* Begin Text block *

[ClusterLabs] Corosync ring shown faulty between healthy nodes & networks (rrp_mode: passive)

Martin Schlegel martin at nuboreto.org
Fri Oct 7 15:08:46 UTC 2016


Thanks for all responses from Jan, Ulrich and Digimer !

We are already using bond'ed network interfaces, but we are also forced to go
across IP-subnets. Certain routes between routers can go and have gone missing.

This has happened for one of our node's public network, where it was
inaccessible to other local, public IP-subnets. If this were to happen in
parallel on another node of our private network the entire cluster would be
down, just because - as Ulrich said "It's a ring !" - both heartbeat rings are
marked faulty. It's not an optimal result, because cluster communication is in
fact 100% possible between all nodes.

With an increasing number of nodes this risk is fairly big. Just think about
providers of bigger cloud infrastructures.

With the above scenario in mind - is there a better (tested and recommended) way
to configure this ?
... or is knet the way to go in the future then ?


Regards,
Martin Schlegel


> Jan Friesse <jfriesse at redhat.com> hat am 7. Oktober 2016 um 11:28 geschrieben:
> 
> Martin Schlegel napsal(a):
> 
> > Thanks for the confirmation Jan, but this sounds a bit scary to me !
> > 
> > Spinning this experiment a bit further ...
> > 
> > Would this not also mean that with a passive rrp with 2 rings it only takes
> > 2
> > different nodes that are not able to communicate on different networks at
> > the
> > same time to have all rings marked faulty on _every_node ... therefore all
> > cluster members loosing quorum immediately even though n-2 cluster members
> > are
> > technically able to send and receive heartbeat messages through all 2 rings
> > ?
> 
> Not exactly, but this situation causes corosync to start behaving really 
> badly spending most of the time in "creating new membership" loop.
> 
> Yes, RRP is simply bad. If you can, use bonding. Improvement of RRP by 
> replace it by knet is biggest TODO for 3.x.
> 
> Regards,
>  Honza
> 
> > I really hope the answer is no and the cluster still somehow has a quorum in
> > this case.
> > 
> > Regards,
> > Martin Schlegel
> 
> >> Jan Friesse <jfriesse at redhat.com> hat am 5. Oktober 2016 um 09:01
> >> geschrieben:>>
> >> Martin,
> >>
> >>> Hello all,
> >>>
> >>> I am trying to understand why the following 2 Corosync heartbeat ring
> >>> failure
> >>> scenarios
> >>> I have been testing and hope somebody can explain why this makes any
> >>> sense.

* End Text block *

■ List of tasks
A. In the Corosync ring post, what does Jan Friesse name as the biggest TODO for 3.x?
B. Pick up the Corosync ring post where it stops and write what comes next.

* Begin Excerpted records *

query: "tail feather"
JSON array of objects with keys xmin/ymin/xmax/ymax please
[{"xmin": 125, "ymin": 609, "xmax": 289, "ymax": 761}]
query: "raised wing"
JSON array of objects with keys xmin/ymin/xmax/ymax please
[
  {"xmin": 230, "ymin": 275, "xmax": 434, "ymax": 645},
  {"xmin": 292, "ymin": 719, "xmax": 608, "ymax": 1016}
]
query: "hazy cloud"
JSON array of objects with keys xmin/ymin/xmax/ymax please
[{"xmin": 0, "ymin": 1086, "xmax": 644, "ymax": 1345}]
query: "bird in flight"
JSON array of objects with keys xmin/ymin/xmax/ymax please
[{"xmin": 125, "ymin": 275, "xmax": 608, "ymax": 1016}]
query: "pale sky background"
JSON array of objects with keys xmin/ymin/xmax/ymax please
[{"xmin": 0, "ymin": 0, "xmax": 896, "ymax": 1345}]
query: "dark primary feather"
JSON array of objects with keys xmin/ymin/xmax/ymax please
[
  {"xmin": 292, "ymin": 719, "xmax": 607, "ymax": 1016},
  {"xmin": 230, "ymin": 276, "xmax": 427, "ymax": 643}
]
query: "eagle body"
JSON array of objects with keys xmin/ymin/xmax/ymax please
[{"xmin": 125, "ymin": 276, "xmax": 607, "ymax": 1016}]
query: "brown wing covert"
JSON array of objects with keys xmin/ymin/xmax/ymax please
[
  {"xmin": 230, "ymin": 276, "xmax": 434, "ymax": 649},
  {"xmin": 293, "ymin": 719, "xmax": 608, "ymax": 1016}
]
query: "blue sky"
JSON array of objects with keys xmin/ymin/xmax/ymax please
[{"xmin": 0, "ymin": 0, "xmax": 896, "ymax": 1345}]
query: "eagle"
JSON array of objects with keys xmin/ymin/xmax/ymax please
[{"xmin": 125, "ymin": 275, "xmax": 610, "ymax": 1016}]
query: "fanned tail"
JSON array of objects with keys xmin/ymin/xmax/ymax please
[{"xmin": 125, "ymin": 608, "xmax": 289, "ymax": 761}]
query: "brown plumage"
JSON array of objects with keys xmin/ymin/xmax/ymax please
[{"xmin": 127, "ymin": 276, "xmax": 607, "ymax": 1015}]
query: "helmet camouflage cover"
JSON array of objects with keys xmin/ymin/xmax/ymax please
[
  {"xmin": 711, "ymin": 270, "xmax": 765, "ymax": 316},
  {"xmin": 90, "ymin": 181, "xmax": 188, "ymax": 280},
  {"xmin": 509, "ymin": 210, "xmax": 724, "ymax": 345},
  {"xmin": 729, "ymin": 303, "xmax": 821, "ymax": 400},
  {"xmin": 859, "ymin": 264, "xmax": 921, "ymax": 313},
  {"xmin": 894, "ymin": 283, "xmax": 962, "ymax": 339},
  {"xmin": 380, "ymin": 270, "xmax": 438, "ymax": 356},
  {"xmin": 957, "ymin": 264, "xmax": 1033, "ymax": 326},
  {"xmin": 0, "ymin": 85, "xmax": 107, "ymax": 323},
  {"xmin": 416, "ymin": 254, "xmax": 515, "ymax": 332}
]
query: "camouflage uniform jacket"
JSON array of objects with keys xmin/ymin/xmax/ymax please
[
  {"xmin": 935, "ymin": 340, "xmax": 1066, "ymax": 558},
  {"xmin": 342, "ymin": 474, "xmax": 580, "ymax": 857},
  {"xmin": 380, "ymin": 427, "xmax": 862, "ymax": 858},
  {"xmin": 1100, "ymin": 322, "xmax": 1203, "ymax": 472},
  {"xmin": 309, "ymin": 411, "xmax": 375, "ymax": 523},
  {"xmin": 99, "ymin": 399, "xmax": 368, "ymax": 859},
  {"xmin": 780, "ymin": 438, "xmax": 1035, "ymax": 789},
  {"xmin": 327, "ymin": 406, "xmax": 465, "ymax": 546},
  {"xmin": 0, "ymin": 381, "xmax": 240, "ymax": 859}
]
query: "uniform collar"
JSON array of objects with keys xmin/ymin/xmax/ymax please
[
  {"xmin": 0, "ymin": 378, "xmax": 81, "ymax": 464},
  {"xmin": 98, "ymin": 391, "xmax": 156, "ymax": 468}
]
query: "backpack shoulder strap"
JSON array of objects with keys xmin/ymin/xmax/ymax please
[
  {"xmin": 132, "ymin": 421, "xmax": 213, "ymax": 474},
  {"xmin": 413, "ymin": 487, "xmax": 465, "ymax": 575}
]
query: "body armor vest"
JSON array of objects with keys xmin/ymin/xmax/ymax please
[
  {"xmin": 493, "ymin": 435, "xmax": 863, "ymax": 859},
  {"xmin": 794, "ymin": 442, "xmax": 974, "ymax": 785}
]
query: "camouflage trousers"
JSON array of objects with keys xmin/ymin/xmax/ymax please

* End Excerpted records *

■ Expected answers
A. Improving RRP by replacing it with knet.

B.
> >>>
> >>> Consider the following cluster:
> >>>
> >>> * 3x Nodes: A, B and C
> >>> * 2x NICs for each Node
> >>> * Corosync 2.3.5 configured with "rrp_mode: passive" and
> >>> udpu transport with ring id 0 and 1 on each node.
> >>> * On each node "corosync-cfgtool -s" shows:
> >>> [...] ring 0 active with no faults
> >>> [...] ring 1 active with no faults
> >>>
> >>> Consider the following scenarios:
> >>>
> >>> 1. On node A only block all communication on the first NIC configured with
> >>> ring id 0
> >>> 2. On node A only block all communication on all NICs configured with
> >>> ring id 0 and 1
> >>>
> >>> The result of the above scenarios is as follows:
> >>>
> >>> 1. Nodes A, B and C (!) display the following ring status:
> >>> [...] Marking ringid 0 interface <IP-Address> FAULTY
> >>> [...] ring 1 active with no faults
> >>> 2. Node A is shown as OFFLINE - B and C display the following ring status:
> >>> [...] ring 0 active with no faults
> >>> [...] ring 1 active with no faults
> >>>
> >>> Questions:
> >>> 1. Is this the expected outcome ?
> >>
> >> Yes
> >>
> >>> 2. In experiment 1. B and C can still communicate with each other over
> >>> both
> >>> NICs, so why are
> >>> B and C not displaying a "no faults" status for ring id 0 and 1 just like
> >>> in experiment 2.
> >>
> >> Because this is how RRP works. RRP marks whole ring as failed so every
> >> node sees that ring as failed.
> >>
> >>> when node A is completely unreachable ?
> >>
> >> Because it's different scenario. In scenario 1 there are 3 nodes
> >> membership where one of them has failed one ring -> whole ring is
> >> failed. In scenario 2 there are 2 nodes membership where both rings
> >> works as expected. Node A is completely unreachable and it's not in the
> >> membership.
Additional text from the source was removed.